** Source information follows **

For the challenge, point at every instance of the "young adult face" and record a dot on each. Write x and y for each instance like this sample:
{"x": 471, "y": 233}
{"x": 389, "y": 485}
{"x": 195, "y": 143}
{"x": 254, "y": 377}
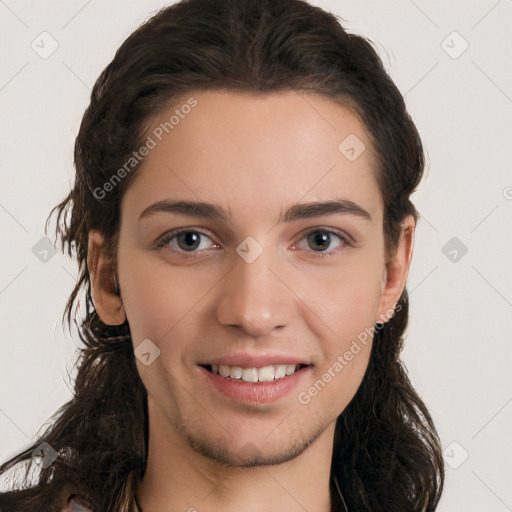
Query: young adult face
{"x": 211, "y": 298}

** End of Source information **
** Source information follows **

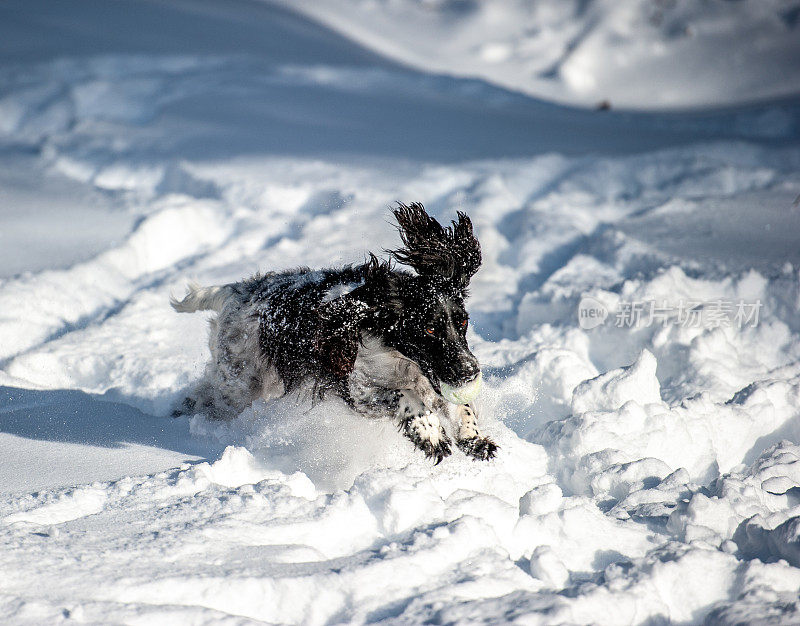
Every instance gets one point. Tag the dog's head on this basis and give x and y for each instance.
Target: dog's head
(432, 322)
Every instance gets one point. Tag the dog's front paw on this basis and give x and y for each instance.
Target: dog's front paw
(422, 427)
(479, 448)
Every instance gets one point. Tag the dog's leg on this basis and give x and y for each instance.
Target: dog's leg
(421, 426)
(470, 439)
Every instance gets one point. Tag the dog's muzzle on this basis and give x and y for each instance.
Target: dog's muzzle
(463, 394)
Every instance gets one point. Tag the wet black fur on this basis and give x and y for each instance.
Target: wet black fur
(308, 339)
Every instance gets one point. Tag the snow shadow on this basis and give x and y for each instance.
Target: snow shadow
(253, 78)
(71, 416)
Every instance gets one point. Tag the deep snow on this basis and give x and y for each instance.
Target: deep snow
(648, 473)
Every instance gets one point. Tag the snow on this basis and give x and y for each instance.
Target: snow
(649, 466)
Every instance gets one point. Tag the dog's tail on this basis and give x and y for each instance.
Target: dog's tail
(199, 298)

** End of Source information **

● Task prompt: For the word "this", show every line of the entries that holds it.

● Answer space:
For the challenge, point at every instance of the "young adult face" and record a dot on each. Write x and y for each instance like this sample:
Every instance gets one point. Tag the dog's head on this basis and give x and y for each instance.
Every instance gets one point. Tag the dog's front paw on this basis and give x and y for each instance.
Every instance gets one point. Tag the dog's leg on this basis and give x and y for each instance.
Every instance gets one point. Tag the dog's muzzle on this basis and give x and y for each instance.
Every instance gets one point. Tag the wet black fur on this basis and give x and y for each instance.
Every instance gets one point. Tag the snow shadow on this basis and give x and y for each instance.
Every instance gets one point. Tag the deep snow on this basis and give x and y for each instance.
Every instance gets one point. Tag the snow on this basis and give x and y for each instance.
Every instance gets one point. Tag the dog's tail on this basis and give x and y for each instance.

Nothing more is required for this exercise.